> **WRITTEN TASK**
Format each of the entries below as a JSON list of strings, with one string per line and blank lines omitted.
** START DATA SUPPLIED **
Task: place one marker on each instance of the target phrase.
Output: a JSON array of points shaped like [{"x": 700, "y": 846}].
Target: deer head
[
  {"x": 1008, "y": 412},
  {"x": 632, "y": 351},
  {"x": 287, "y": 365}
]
** END DATA SUPPLIED **
> **SOLUTION FOR THIS EXERCISE**
[
  "Task: place one marker on each instance of the target phrase.",
  "Output: a JSON array of points shaped like [{\"x\": 700, \"y\": 846}].",
  "Target: deer head",
  "[",
  "  {\"x\": 1008, \"y\": 412},",
  "  {\"x\": 632, \"y\": 351},",
  "  {\"x\": 287, \"y\": 365}",
  "]"
]